• **What is being asked**
Repeat exactly, and only, the lines from the line containing "Practice. Locate the cricket" through the last line of the records below, including both.
------ Records provided ------
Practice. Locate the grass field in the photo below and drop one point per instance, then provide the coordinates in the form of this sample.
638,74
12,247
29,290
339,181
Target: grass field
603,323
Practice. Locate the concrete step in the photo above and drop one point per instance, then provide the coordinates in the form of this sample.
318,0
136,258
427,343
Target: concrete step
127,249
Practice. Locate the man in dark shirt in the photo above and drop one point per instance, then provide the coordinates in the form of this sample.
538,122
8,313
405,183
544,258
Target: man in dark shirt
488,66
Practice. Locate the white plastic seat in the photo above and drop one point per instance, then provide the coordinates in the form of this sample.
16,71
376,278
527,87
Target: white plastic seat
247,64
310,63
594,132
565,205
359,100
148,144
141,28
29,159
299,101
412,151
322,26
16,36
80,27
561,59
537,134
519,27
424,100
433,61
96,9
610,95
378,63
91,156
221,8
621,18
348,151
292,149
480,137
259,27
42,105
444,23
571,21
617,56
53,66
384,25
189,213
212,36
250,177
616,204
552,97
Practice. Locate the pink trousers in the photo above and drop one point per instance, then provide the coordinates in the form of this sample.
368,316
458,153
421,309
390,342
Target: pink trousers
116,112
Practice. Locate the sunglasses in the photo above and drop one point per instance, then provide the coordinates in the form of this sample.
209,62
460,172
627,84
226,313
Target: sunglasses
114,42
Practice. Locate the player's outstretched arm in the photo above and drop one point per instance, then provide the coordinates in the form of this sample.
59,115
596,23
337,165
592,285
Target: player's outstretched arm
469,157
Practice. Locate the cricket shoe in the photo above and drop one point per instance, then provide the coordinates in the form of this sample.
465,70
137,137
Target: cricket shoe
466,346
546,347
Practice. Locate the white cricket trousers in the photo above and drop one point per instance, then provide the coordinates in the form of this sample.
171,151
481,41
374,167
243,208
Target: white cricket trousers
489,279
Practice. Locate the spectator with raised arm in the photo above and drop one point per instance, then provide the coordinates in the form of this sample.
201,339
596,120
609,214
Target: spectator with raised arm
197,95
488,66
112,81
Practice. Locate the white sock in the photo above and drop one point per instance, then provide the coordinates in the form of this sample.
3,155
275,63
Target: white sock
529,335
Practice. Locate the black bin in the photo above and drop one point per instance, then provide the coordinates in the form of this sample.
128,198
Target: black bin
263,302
------
• **Result for this exercise**
Practice. Locate the cricket shoe in the photo above and drop one point per instance, then provide the coordinates in the form of this sample.
465,70
137,137
Target: cricket shoe
466,346
546,347
Practice. Locate the white cricket trousers in the photo above and drop one point per instance, then provide the coordinates in the form of this sample.
171,151
481,41
374,167
243,208
Target: white cricket trousers
489,279
Practice. Locate the spectator with raised arm in the photo above and drop one point per instance, then provide the coordinates in the form of this sample.
201,339
596,120
609,214
Target: spectator with raised arm
197,95
488,66
112,81
Practice. Locate the white sock in the photo above and drop one point per instance, then provide the coordinates in the form of this sample.
3,155
275,63
Target: white sock
529,335
Practice. Locate the black bin in the photo above and drop one point per instance, then provide the coordinates in the form of this sample.
128,198
Target: black bin
263,302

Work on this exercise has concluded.